WHAT IS EXPECTED: Could you render every row below as a numbered list, with blank lines dropped and the pictures left out?
BEGIN DATA EXTRACT
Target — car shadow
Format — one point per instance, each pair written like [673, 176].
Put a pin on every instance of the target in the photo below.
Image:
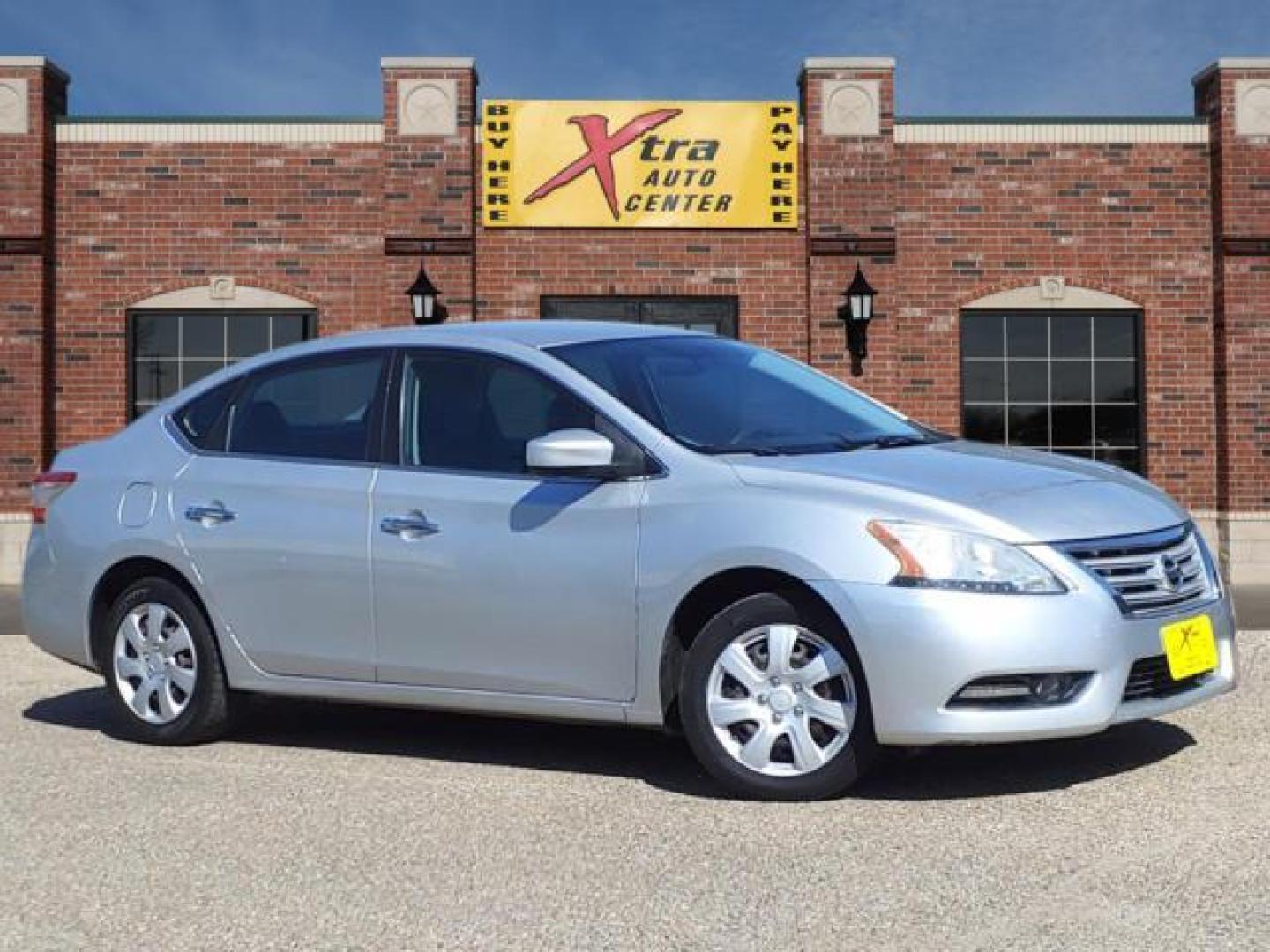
[651, 756]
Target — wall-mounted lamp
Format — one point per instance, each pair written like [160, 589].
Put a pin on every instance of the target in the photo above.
[424, 305]
[855, 314]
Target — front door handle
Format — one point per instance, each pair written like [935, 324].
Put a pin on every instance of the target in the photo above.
[210, 516]
[412, 525]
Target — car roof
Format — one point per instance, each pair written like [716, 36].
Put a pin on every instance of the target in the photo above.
[528, 333]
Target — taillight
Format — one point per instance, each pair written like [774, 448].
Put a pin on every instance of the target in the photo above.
[45, 489]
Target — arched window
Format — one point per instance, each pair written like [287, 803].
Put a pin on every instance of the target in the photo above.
[181, 337]
[1058, 376]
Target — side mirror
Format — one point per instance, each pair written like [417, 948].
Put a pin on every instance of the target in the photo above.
[571, 452]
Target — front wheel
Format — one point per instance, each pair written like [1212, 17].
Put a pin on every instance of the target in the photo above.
[163, 669]
[773, 701]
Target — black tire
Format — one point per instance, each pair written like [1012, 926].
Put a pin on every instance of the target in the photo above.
[840, 770]
[208, 709]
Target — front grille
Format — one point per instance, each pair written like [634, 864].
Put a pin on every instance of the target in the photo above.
[1149, 678]
[1151, 573]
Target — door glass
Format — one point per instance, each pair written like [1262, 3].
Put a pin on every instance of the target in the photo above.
[706, 314]
[319, 409]
[172, 349]
[471, 412]
[1065, 381]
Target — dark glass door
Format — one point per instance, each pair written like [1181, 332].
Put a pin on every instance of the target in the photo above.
[713, 315]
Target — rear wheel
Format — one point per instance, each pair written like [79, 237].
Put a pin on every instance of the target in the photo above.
[773, 701]
[163, 669]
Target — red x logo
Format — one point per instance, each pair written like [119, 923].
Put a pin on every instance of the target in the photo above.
[601, 149]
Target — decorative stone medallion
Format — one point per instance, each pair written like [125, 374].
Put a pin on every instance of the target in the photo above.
[851, 108]
[13, 107]
[221, 287]
[427, 107]
[1252, 107]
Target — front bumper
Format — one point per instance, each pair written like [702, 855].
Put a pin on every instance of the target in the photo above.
[918, 648]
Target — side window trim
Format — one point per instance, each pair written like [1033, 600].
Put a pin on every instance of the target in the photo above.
[392, 447]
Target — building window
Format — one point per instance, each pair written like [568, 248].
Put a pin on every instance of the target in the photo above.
[170, 349]
[713, 315]
[1064, 381]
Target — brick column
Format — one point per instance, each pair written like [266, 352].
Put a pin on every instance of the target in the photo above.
[32, 94]
[430, 212]
[850, 187]
[1235, 95]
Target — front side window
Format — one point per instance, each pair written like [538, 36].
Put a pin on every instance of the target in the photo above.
[1062, 381]
[475, 412]
[719, 397]
[172, 349]
[318, 409]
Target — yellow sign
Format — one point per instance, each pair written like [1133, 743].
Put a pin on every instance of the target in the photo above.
[639, 165]
[1191, 646]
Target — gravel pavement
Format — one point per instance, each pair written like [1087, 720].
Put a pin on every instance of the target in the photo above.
[326, 827]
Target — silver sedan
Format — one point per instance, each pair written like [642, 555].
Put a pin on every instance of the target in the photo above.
[615, 524]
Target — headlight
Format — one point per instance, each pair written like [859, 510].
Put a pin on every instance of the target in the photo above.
[943, 559]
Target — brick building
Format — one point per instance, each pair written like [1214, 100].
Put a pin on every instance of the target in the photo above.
[1090, 286]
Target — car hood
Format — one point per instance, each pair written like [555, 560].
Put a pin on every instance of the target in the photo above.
[1018, 494]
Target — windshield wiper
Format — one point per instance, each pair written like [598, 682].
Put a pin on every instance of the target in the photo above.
[889, 441]
[723, 449]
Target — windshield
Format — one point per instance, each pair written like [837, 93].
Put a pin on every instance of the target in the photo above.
[719, 397]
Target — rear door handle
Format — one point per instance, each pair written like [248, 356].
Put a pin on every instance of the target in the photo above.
[412, 525]
[210, 516]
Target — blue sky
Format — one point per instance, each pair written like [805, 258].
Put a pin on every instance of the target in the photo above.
[322, 56]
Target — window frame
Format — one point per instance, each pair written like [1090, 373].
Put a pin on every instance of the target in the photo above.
[1138, 316]
[728, 328]
[390, 435]
[310, 325]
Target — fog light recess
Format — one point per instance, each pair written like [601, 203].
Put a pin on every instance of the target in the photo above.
[1042, 689]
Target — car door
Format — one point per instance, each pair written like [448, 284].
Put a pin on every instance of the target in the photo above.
[489, 577]
[276, 524]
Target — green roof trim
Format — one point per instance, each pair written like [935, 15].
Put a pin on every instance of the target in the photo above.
[1050, 121]
[220, 120]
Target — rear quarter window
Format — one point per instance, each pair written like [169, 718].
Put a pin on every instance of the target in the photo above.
[202, 419]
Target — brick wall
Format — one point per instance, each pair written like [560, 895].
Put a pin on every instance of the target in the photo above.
[1241, 225]
[937, 227]
[138, 219]
[1132, 219]
[26, 225]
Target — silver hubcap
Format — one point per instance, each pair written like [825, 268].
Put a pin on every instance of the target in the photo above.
[781, 700]
[155, 663]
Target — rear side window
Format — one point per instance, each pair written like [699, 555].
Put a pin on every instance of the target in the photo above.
[317, 409]
[201, 419]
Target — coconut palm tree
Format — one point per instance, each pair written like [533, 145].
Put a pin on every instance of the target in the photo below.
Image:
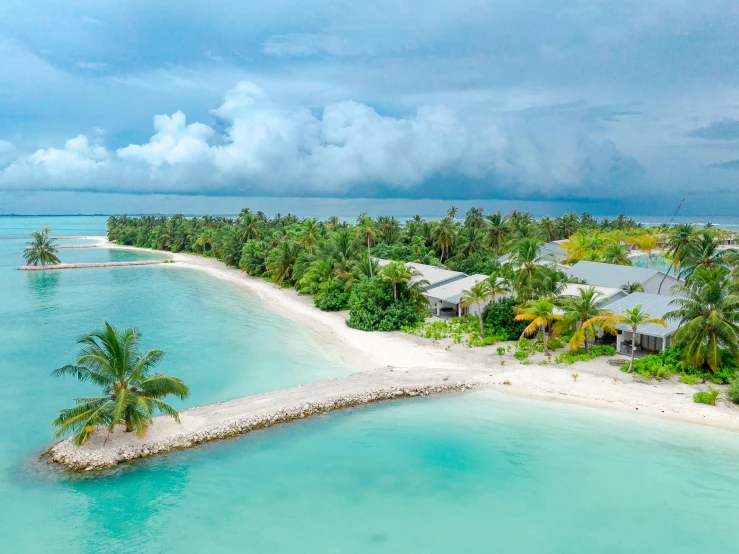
END DATA EXTRACT
OUTPUT OF THE EXERCISE:
1. Target — car shadow
2. Format — one point per instance, each pair written like [673, 176].
3. Put a pin on every instance of the target in the photo below.
4. Image:
5. [651, 756]
6. Target — wall-mounted lamp
7. Format — one point per instance, each pair written like [160, 589].
8. Put a pin on every instance of the target in the photo above.
9. [424, 305]
10. [855, 314]
11. Target — front door handle
12. Format — one point per instance, each pair written like [935, 324].
13. Put a pin on every instance of the target in the photo above.
14. [210, 516]
15. [412, 525]
16. Target — car roof
17. Format — one point per instance, each pair written like [716, 36].
18. Put a pin on every instance of the target in the photo above.
19. [528, 333]
20. Target — taillight
21. Format — one point per instance, each pair written like [774, 448].
22. Put a pin on every instance of the target in the photo above.
23. [45, 489]
24. Target — arched window
25. Format — one point per instance, each pair written like [287, 803].
26. Put a pin on every instance of the target in the photo above.
27. [181, 337]
28. [1058, 376]
29. Target — side mirror
30. Format — one point per instance, each pair written like [417, 948].
31. Put a pin on every instance of the target in the photo above.
32. [571, 452]
33. Target — front wheel
34. Format — one point per instance, each pair written like [1212, 17].
35. Put a pin on every instance of the target in the photo above.
36. [163, 669]
37. [773, 701]
38. Target — black tire
39. Format — one point per instance, each pair written like [1012, 926].
40. Put a pin on every instance of the target in the photo above.
41. [840, 770]
42. [208, 709]
43. Target — front grille
44. Format — one point per instance, each pair written like [634, 864].
45. Put a pin on every instance of the target in the photo above.
46. [1149, 678]
47. [1151, 573]
48. Target — door glass
49. Format — one point per instance, each pair written like [1262, 3].
50. Put a pin on every instance of the target in the photo above.
51. [706, 314]
52. [319, 409]
53. [172, 349]
54. [471, 412]
55. [1065, 381]
56. Target — dark glass door
57. Format — one point per instance, each pair written like [1181, 332].
58. Put a pin on every instance of the target in the photo above.
59. [713, 315]
60. Target — rear wheel
61. Format — one point per instance, each pair written like [79, 237].
62. Put a pin on every instance of the target in the photo above.
63. [773, 701]
64. [163, 669]
65. Target — red x logo
66. Format — one point per instance, each pair written like [119, 923].
67. Put a pin on every instance of the target in the photo above.
68. [601, 149]
69. Target — decorative stone medallion
70. Format — one point per instance, each pair written like [125, 374].
71. Put a pin on every instance of the target in the photo above.
72. [851, 108]
73. [13, 107]
74. [221, 287]
75. [427, 107]
76. [1252, 107]
77. Target — front bumper
78. Format — one point per instance, each pair written like [702, 855].
79. Put a pin on every instance of the target in the photo above.
80. [918, 648]
81. Target — side window trim
82. Format — one point per instance, each pair written like [1033, 600].
83. Put a pin on every instance of the target in the photo above.
84. [392, 447]
85. Target — building window
86. Format — one point per instance, each pair written like [568, 248].
87. Put a pin on every instance of the target in the photo above.
88. [170, 349]
89. [713, 315]
90. [1064, 381]
91. Target — brick column
92. Format — one point per instance, each pair written like [266, 352].
93. Put a pin on every instance of the target in the photo above.
94. [32, 94]
95. [430, 212]
96. [850, 187]
97. [1235, 95]
98. Target — front side window
99. Format — one point per instance, each pair written like [538, 36].
100. Put a pin on every instance of the target in the photo above.
101. [1062, 381]
102. [475, 412]
103. [719, 397]
104. [172, 349]
105. [318, 409]
106. Target — yellow sign
107. Format — one point per instance, each pair written like [1133, 743].
108. Put a pin on every instance of the target in the photo above.
109. [639, 165]
110. [1191, 646]
111. Target — gravel pavement
112. Format — one point per instance, each pair written like [1087, 720].
113. Put a pin on every instance of the target in the photo above.
114. [326, 827]
115. Target — silver sedan
116. Format — one point per instance, each pair written like [642, 555].
117. Put a pin on every instance of the target in the photo above.
118. [615, 524]
119. Target — headlight
120. Format — one point per instance, each pair written like [859, 510].
121. Put a pin on every instance of the target in the photo above.
122. [943, 559]
123. Target — brick building
124. Format — one point per instance, each pair written like [1214, 100].
125. Put a pin on every instance of the target in the photo above.
126. [1090, 286]
127. Target — car hood
128. Format — one point per instance, each pair written like [555, 560].
129. Put a pin on every instance of the target in the photo above.
130. [1018, 494]
131. Target — windshield wiper
132. Format — one point per instance, each pair written like [598, 682].
133. Put a pin on every instance of the target in the photo above.
134. [889, 441]
135. [723, 449]
136. Target — windshield
137. Format — one point per instance, each pair written like [837, 93].
138. Put a pin on every instance of the target in the photo above.
139. [719, 397]
140. Target — rear door handle
141. Format — one point per instance, each pair written like [248, 356].
142. Put a pin on every instance of the target in the photo above.
143. [412, 525]
144. [210, 516]
145. Target — blue sky
146. Format — one point per instance, each pair written like [805, 258].
147. Put a pin on every instance of the target in the photo above.
148. [322, 56]
149. Target — window frame
150. Format — one point per instance, each pair written like [1090, 373].
151. Put a pin on every instance of the target in the photo above.
152. [1138, 316]
153. [728, 328]
154. [390, 435]
155. [310, 325]
156. Target — fog light recess
157. Format — one point per instance, each pair written like [601, 203].
158. Put a pin on every instance of the target in the photo above.
159. [1042, 689]
160. Target — car door
161. Format — one point per instance, each pair written like [448, 284].
162. Put a pin on every instance of the target in the photo above.
163. [489, 577]
164. [276, 524]
165. Target — green roof trim
166. Format — one point per instance, each pair written like [935, 15].
167. Put a pin on every instance of the target in the photo above.
168. [1050, 121]
169. [220, 120]
170. Target — rear quarter window
171. Format — one point per instance, each pair written like [169, 718].
172. Put a pin on every instance of the target in the photo above.
173. [202, 419]
174. Target — brick wall
175. Format — one point per instance, each pair written like [560, 895].
176. Put a pin on every instance of the target in the photo above.
177. [1241, 225]
178. [937, 227]
179. [138, 219]
180. [1132, 219]
181. [26, 225]
182. Target — silver hubcap
183. Format — one point per instance, each pair written like [825, 268].
184. Put a pin on every instance of the target in the photo above.
185. [781, 700]
186. [155, 663]
187. Target — rear side window
188. Format — one point per instance, each pair written like [699, 555].
189. Put a pin on every instance of the target in the photo above.
190. [317, 409]
191. [201, 419]
192. Target — coconut palm tree
193. Format — one point per instance, each pair written like [533, 145].
194. Put a pin on every instance of the target in the photo below.
195. Image:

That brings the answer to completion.